> READING PASSAGE
↓

Flash Flood Alley is an area of Central Texas that is considered the most flash-flood prone region in the United States.

== Location ==

People don't realize what [the Guadalupe River] can do and how quickly it can do it ... It's not like the Mississippi or a lot of the other rivers that just constantly come up slowly. You know this river in ten minutes can be up 20 or 30 feet.
— Sheriff Hierholzer, May 2016 Kerr County Commissioners Court meeting

Flash Flood Alley covers a crescent-shaped band along the Balcones Escarpment from west of San Antonio through Austin and Waco to the east of Dallas. The area includes the Guadalupe River and Colorado River basins. According to the Guadalupe-Blanco River Authority, the Guadalupe basin is "one of the three most dangerous regions in the country for flash floods".

== Causes ==
The area experiences typical flooding in heavy rainstorms which often fill streets or lowlying areas and cause damage. Flash floods occur when the location of rain, heaviness of rain, and duration of rain combine to overload drainage streams and rivers in a very short time.

The area is naturally prone to flash floods due to a combination of topography, geology, and climate. The issue is exacerbated by settlement patterns and development patterns in the region.

The area has a karst terrain of worn limestone on steep hills and includes broad, shallow, normally slow-moving rivers that wind among the hills and into valleys. The area is semi-arid with rocky and shallow clay soils, which means soils don't soak up water but allows it to sheet off. When warm air from the Gulf hits the nearby Balcones Escarpment, it moves up the escarpments, condenses, and causes precipitation, which can pour down the hills quickly and fill streams and rivers. According to Texas State University geographer Richard Earl, "The region has some of the highest flood discharge per unit area of a drainage basin in the country".

Storms move into the area from both the Pacific and the Gulf, and cooler air moves in from the Great Plains, causing an orographic effect. The moist, warm air from the Gulf and the Pacific meeting the cooler air from the north make intense rainfall a regular occurrence throughout the region.

↑

> THE TASKS
A. Quote the stretch of the Flash Flood Alley text from "The area is naturally" through "in the region.".
B. According to the Flash Flood Alley text, which two river basins are included in the area?

> RECORDS SUPPLIED
↓

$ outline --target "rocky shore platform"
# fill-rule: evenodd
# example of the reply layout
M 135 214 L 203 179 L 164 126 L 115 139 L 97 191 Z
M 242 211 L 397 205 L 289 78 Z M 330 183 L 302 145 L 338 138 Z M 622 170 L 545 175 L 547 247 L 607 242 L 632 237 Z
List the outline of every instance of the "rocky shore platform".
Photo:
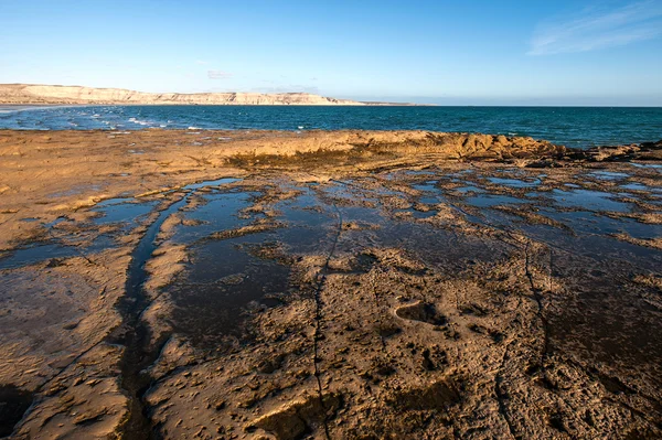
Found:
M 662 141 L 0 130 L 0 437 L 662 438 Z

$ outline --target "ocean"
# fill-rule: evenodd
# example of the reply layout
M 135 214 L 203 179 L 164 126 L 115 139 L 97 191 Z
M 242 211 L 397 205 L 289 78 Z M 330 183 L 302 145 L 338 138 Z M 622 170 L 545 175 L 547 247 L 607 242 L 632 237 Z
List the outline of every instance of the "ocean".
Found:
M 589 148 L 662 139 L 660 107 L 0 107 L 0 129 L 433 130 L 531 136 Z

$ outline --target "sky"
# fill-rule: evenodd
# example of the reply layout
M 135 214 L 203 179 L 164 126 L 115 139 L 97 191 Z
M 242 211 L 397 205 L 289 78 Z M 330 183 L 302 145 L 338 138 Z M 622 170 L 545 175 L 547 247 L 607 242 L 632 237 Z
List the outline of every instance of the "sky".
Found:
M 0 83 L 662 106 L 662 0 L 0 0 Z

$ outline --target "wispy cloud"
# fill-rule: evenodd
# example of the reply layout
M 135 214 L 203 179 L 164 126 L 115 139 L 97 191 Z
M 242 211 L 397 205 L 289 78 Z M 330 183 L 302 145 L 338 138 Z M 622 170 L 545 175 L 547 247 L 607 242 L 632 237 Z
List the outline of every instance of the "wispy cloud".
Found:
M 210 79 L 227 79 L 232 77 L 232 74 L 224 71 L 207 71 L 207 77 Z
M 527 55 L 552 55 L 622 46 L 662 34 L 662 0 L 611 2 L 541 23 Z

↑

> RESPONSES
A.
The area is naturally prone to flash floods due to a combination of topography, geology, and climate. The issue is exacerbated by settlement patterns and development patterns in the region.

B. The Guadalupe River and Colorado River basins.